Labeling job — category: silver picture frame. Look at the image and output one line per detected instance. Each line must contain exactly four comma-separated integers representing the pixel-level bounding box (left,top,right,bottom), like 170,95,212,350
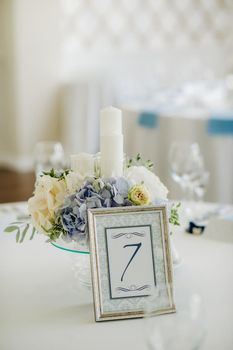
88,205,176,322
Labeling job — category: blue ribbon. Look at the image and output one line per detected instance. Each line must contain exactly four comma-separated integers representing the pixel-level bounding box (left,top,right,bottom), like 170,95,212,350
207,112,233,135
138,111,158,129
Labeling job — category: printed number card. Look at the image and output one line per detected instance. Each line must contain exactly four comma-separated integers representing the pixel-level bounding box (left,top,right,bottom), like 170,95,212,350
88,206,175,321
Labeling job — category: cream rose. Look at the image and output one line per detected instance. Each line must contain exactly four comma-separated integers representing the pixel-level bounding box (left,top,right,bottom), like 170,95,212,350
128,185,150,205
125,166,168,201
28,175,67,234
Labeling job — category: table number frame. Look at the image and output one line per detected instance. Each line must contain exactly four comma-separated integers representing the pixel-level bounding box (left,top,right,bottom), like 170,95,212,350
88,206,175,321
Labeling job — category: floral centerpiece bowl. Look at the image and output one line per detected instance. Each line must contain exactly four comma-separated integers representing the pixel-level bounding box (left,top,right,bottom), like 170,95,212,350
6,154,179,287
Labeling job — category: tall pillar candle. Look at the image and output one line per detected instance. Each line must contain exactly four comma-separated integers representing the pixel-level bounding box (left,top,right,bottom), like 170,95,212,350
100,107,124,177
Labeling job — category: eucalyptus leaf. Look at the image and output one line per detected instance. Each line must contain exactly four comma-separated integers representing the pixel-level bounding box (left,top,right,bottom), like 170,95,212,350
4,226,19,232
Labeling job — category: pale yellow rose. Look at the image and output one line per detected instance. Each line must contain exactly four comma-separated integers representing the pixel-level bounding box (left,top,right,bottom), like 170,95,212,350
28,175,67,234
128,184,150,205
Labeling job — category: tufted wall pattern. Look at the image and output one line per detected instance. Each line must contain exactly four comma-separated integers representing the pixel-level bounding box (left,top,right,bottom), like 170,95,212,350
61,0,233,51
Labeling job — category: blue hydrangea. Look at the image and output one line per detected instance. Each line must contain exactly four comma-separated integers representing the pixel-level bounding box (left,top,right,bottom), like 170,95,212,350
58,177,132,240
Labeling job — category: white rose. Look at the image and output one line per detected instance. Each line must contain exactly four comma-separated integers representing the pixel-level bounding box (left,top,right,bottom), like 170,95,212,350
125,166,168,200
28,175,67,234
70,153,95,178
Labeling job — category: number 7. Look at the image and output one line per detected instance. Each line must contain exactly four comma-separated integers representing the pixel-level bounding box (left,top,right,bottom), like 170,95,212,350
121,243,142,282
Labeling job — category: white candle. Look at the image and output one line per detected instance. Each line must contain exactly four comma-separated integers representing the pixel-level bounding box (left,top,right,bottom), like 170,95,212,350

== The exercise ==
Reproduce every item above word for word, omitting the picture.

== Solution for this problem ==
Labeling job — category: silver picture frame. Look at the image and output one line per detected instance. Each line must contain exactly four comma-separated integers representing the pixel-level bounding box (left,top,right,bottom), like 170,95,212,350
88,205,176,322
Labeling job — category: blue ribbon. Look at the image and output one line per detected instance. Each line must contain exactly four comma-separated integers representing the pixel-level bounding box (left,top,right,bottom), like 170,95,212,350
207,112,233,135
138,111,158,129
Labeling job — category: printed number card. Look at the image and output one line per detected instance. Each line must contain exactly four comma-separated integers representing the pixel-level bounding box (left,top,right,bottom), like 170,95,212,350
88,206,175,321
Labeling job — category: cream rose. Look at the image and output one line per detected instance. Each line must contain exactly four comma-separated integers representing the pixel-level bounding box (left,top,right,bottom), like 170,95,212,350
128,185,150,205
125,166,168,201
28,175,67,234
Labeling job — category: table number frame. Look at the image and output one line per detected instance. Each line must contain exactly four comma-separated integers representing the pixel-level bounding box (left,top,right,bottom), like 170,95,212,350
88,206,175,321
Labeling job — category: floral centerpiece bowl. Look at the image and output one line per detected instance. Each line must contain exactly four comma-separated integers representing the pixel-level bounding box (left,top,right,bottom), like 170,95,212,350
6,154,179,287
Labeling job — category: tall pillar candle. Look at the image and output one line per detected instance. Each line must contain exactly four comma-separated integers representing the pixel-level bounding box (left,top,right,bottom), like 170,95,212,350
100,107,124,177
Labeling job — category: eucalyptus leaf. Look at the image and output one line per detected instance. Each line must contain exactly four comma-separated integers representing the pixel-level bounding box (left,top,right,bottom), like 170,95,212,350
4,226,19,232
Labeling job — category: pale yellow rose. Look at the image and output one line per detected instance. Each line must contain exactly four comma-separated integers representing the pixel-level bounding box (left,top,right,bottom), like 170,95,212,350
28,175,67,234
128,184,150,205
Labeling job — category: tufted wall pattern. Look at the image and output one line per detected instance. Each line must contain exactly four comma-separated integers representing the pixel-level bounding box (left,top,right,bottom), like 170,95,212,350
61,0,233,51
Labeling job — category: blue hydrangea. Look at the image and output one line per detected instance. Each line must contain exactly four comma-separated integers representing the pixel-level bounding box (left,top,right,bottom), like 170,95,212,350
58,177,132,240
Labeling job — category: white rose. Look at the image and output one line per detected instance. Each line must contain exactly four comma-separated integers representing the pixel-level bounding box (left,top,right,bottom), like 170,95,212,350
125,166,168,200
28,175,67,234
70,153,95,178
Labeling job — category: number 7. Look at the image and output one line per detected instance. Each line must contain exactly four comma-separated integers representing the pixel-level bounding box (left,top,right,bottom), like 170,95,212,350
121,243,142,282
Labeling job — category: white candle. Look at the image and output one line per detected instance. Each line must contain exactly four comma-separated integers representing the pixel-level bounding box (left,top,right,bottom), like 170,95,212,350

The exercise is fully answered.